#### What you should do
Count the lines in the entries below that contain the string "minibus". Reply with that number alone.
──────── Supplied data ────────
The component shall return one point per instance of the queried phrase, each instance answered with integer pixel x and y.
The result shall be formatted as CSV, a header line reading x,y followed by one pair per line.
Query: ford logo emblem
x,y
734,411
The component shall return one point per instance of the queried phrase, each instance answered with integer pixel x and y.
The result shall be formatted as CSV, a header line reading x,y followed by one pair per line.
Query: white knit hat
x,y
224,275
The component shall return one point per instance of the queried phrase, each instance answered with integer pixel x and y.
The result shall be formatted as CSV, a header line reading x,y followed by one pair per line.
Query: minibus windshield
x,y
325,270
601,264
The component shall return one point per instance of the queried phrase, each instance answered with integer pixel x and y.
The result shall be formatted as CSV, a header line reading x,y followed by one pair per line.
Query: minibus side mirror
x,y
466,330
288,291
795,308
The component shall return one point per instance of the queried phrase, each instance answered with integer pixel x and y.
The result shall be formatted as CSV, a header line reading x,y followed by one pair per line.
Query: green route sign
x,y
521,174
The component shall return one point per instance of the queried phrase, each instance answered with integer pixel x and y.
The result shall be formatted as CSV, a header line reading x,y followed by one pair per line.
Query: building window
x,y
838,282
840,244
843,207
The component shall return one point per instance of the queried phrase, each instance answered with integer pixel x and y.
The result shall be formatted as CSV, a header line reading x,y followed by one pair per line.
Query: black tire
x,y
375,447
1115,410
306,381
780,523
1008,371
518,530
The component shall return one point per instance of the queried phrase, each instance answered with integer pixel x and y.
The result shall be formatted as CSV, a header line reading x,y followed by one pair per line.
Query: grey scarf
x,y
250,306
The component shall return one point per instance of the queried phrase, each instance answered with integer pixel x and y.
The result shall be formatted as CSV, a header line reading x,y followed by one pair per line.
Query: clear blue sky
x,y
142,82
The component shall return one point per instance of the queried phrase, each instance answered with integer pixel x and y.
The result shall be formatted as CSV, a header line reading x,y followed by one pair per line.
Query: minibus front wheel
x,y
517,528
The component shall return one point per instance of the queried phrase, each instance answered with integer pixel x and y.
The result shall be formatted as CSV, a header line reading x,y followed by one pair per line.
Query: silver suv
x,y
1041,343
────────
#### Right answer
3